→ **QUESTIONS**:
1) Using the Monty Hall post, decide whether each statement agrees with it, answering yes or no and quoting the exact words that settle it. (a) Monty Hall was the first host of Let's Make a Deal. (b) The Orion image was made with the Gemini North telescope. (c) The "bullets" appear in red in the false color image.
2) Carry the Monty Hall post on from its final sentence.

→ **PASSAGE TO READ**:

------------------------------------------------------------------------

The Monty Hall Problem
The Monty Hall paradox is a probability puzzle based on the American television game show Let's Make a Deal, the one with the three doors, where 1 door contains a highly coveted prize and the other two, useless stuff. Monty Hall was the name of its first host. Watch this little video from ASAP Science (I recommend all their videos) carefully, more than once, you will see that the results appear impossible but they are verifiably true. If at first you don’t get, don’t worry, many mathematicians and scientists did not get either and it was for a while a subject of controversy. Check out the Wikipedia entry as well, if you still have doubts, it is very comprehensive.
Why am I interested in the Monty Hall paradox? Because I’m reading THE DRUNKARD’S WALK: How Randomness rules Our Lives by Leonard Mlodinow. It’s a great book about how our brains are really bad at grasping randomness and probabilities. It is a great book full of history, with anecdotes from the now long dead mathematicians and gamblers who contributed greatly to development of the mathematics of randomness), full of probabilistic puzzles, and examples from real life in which an understanding of probability and randomness could prove crucial. These include not only gambling but also risk assessment, in finance as well as in medicine, and the administration of justice. Read-this-book-now.
The Orion Bullets. Image Credit: GeMS/GSAOI Team, Gemini Observatory, AURA. Explanation: The “bullets” are hot gas clouds about ten times the size of Pluto's orbit, show in blue in the false color image. They travel at hundreds of kilometers per second! The image was created using the 8.1 meter Gemini South telescope in Chile with a newly commissioned adaptive optics system (GeMS).
Find more fantastic images of our universe in the group The Daily Cosmos, and join the group if you haven’t already done so!

------------------------------------------------------------------------

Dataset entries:
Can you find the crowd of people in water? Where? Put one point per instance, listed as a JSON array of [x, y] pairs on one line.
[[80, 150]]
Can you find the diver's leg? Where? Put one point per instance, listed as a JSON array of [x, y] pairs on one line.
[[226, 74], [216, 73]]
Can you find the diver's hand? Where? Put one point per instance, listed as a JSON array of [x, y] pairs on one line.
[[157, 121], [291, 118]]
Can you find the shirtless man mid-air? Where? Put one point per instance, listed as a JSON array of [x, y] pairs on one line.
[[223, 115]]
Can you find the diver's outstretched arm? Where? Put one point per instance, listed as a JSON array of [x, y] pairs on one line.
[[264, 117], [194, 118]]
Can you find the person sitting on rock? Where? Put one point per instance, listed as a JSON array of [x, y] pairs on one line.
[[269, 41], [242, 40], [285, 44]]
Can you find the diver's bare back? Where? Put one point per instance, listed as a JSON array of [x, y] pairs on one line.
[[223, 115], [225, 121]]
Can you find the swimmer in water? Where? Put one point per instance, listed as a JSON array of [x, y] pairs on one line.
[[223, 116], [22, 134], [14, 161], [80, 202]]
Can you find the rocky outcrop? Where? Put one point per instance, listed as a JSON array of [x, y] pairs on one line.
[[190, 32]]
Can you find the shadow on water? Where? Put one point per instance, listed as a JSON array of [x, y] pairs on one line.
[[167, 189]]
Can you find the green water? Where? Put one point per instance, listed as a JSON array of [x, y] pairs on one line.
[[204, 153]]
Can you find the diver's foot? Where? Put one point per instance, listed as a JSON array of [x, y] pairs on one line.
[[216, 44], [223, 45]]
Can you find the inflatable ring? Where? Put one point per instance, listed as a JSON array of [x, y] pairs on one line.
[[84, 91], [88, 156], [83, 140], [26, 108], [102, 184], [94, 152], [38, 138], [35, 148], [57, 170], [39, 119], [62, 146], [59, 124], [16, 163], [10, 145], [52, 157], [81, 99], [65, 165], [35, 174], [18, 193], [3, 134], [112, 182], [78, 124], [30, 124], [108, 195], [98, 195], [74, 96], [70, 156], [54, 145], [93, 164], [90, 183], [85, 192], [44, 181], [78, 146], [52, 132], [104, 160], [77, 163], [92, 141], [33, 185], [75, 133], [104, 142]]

------------------------------------------------------------------------

→ **SOLVED TASKS**:
1)
(a) Yes: "Monty Hall was the name of its first host."
(b) No: "The image was created using the 8.1 meter Gemini South telescope in Chile"
(c) No: "show in blue in the false color image"

2)
Earth-sized planets are plentiful. The Kepler space telescope, launched in 2009, is an endless source of fascinating discoveries since it was launched in 2009. The number of extrasolar planets, or exoplanets, keeps growing. Our galaxy contains around one hundred billion planets. Can you wrap your head around that number of planets? I can’t. I can only drop my jaw in awe. And small planets, the size of Earth, are not that rare; the total tally is now up to 2740. Most sunlike stars have planetary systems orbiting them and about 15% of them are Earth-sized. Most are too close to their stars and thus too hot to be fit life. But at the current rate of discovery, we still don’t know for sure how many these Earth-sized planets are in the Goldilocks or habitable zone.
ENDLESS FORMS MOST ELUSIVE
Giant squid caught on film. We atheists have a reputation for worshipping Chthulu, and quite frankly, I fail to understand how one CANNOT be fascinated with sea monsters. The giant squid (genus Architeuthis) is one of those real sea monsters that scientists have been trying to capture on film, alive, for a long time. Every time one is even partially spotted, dead or alive, it makes the news. Check out this image grabbed from footage (not yet released) of one of these giant cephalopods, captured in July 2012 but analyzed this past week, in the North Pacific, off the coast of Chichi Island, at a depth of 630 meters (2,066 feet). This particular specimen is “only” 3 meters long (~10 feet). The scientists in the submersible followed the animal for a while, until it disappeared into depths where it could not be followed. The creature was missing its two longest arms; otherwise it would have been be 8 meters (~26 feet) long. This is the first time a live giant squid has been filmed at such depths, its natural habitat, with very little oxygen and tremendous water pressure. The Discovery Channel will air special documentaries on this finding later this month, which is why the footage has not been released yet.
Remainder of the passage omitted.